- **GEZEIGTER TEXTAUSZUG**

Bei nicht unerheblichen oder wiederholten lebensmittelrechtlichen Verstößen mit einer Bußgeldprognose von mindestens 350,- € sind die Überwachungsbehörden zur Publikation der Verstöße unter Benennung der Unternehmen verpflichtet nach § 40 Abs. 1a Nr. 3 Lebensmittel- und Futtermittelgesetzbuch. Nach der gesetzlichen Vorgabe muss die Veröffentlichung „unverzüglich“ erfolgen. Die Rechtsprechung1 hat hierzu bereits dargelegt, dass bei einem zeitlichen Abstand von 6 Wochen zwischen dem Verstoß und der Publikation die Zeitspanne noch sachlich gerechtfertigt und somit unbedenklich ist. Dies ergibt sich daraus, dass „unverzüglich“ nach seiner Legaldefinition in § 121 BGB und „ohne schuldhaftes Verzögern“ zwar an ein subjektives Verhalten anknüpft. Jedoch ist in den Verfahren nach § 40 Abs. 1a Nr. 3 LFGB „unverzüglich“ jeweils nach objektiven Kriterien auszulegen. Demnach ist maßgeblich, ob Sachargumente in Verbindung mit beispielsweise Anhörungen, Ermittlungen und einstweiligen Rechtsschutzverfahren einen zeitlichen Abstand entsprechend rechtfertigen können.

- **DEINE AUFGABE**
Gib den obigen Text zur Veröffentlichung lebensmittelrechtlicher Verstöße vollständig und wortgetreu wieder.

- **BEREITGESTELLTES MATERIAL**
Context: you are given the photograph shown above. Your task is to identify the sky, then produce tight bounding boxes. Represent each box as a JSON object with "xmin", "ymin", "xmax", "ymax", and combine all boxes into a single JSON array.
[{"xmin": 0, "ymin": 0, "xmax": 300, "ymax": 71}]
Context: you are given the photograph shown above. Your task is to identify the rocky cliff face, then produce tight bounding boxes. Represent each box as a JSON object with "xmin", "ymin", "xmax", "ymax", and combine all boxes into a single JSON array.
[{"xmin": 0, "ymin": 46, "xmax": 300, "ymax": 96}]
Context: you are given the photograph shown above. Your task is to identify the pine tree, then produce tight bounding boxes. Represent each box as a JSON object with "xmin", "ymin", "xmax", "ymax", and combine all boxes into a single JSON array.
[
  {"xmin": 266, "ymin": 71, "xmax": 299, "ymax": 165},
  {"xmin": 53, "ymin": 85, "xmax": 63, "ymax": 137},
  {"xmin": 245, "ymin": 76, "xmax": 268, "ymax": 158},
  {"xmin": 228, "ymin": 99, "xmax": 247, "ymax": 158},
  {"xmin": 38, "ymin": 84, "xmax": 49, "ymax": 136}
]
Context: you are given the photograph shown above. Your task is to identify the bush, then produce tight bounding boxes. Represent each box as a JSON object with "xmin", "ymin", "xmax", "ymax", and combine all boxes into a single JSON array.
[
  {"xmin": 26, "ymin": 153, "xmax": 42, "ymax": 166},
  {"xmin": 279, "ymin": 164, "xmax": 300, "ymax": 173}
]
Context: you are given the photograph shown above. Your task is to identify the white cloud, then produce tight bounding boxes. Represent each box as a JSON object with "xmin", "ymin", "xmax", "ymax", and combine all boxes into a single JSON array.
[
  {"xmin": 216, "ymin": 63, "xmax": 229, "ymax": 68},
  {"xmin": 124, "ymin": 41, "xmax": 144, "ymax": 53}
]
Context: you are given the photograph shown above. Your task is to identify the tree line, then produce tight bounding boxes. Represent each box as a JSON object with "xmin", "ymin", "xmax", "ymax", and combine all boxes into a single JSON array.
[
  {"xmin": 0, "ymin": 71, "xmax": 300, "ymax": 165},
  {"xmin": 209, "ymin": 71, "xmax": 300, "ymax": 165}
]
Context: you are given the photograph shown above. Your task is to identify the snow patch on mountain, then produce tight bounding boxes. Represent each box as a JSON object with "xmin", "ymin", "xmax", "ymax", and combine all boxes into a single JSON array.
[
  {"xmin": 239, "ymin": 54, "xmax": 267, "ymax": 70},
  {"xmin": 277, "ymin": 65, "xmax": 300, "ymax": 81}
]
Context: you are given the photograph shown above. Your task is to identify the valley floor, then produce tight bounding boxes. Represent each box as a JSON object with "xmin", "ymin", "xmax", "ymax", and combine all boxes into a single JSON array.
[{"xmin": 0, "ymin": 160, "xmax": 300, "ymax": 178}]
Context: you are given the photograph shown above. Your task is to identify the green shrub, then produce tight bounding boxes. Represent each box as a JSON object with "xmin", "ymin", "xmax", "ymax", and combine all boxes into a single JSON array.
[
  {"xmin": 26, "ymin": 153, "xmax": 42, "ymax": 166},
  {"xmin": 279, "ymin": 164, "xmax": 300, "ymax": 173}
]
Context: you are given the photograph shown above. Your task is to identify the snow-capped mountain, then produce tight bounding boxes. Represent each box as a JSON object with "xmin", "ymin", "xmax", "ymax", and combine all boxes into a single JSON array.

- **DAS ERGEBNIS**
Bei nicht unerheblichen oder wiederholten lebensmittelrechtlichen Verstößen mit einer Bußgeldprognose von mindestens 350,- € sind die Überwachungsbehörden zur Publikation der Verstöße unter Benennung der Unternehmen verpflichtet nach § 40 Abs. 1a Nr. 3 Lebensmittel- und Futtermittelgesetzbuch. Nach der gesetzlichen Vorgabe muss die Veröffentlichung „unverzüglich“ erfolgen. Die Rechtsprechung1 hat hierzu bereits dargelegt, dass bei einem zeitlichen Abstand von 6 Wochen zwischen dem Verstoß und der Publikation die Zeitspanne noch sachlich gerechtfertigt und somit unbedenklich ist. Dies ergibt sich daraus, dass „unverzüglich“ nach seiner Legaldefinition in § 121 BGB und „ohne schuldhaftes Verzögern“ zwar an ein subjektives Verhalten anknüpft. Jedoch ist in den Verfahren nach § 40 Abs. 1a Nr. 3 LFGB „unverzüglich“ jeweils nach objektiven Kriterien auszulegen. Demnach ist maßgeblich, ob Sachargumente in Verbindung mit beispielsweise Anhörungen, Ermittlungen und einstweiligen Rechtsschutzverfahren einen zeitlichen Abstand entsprechend rechtfertigen können.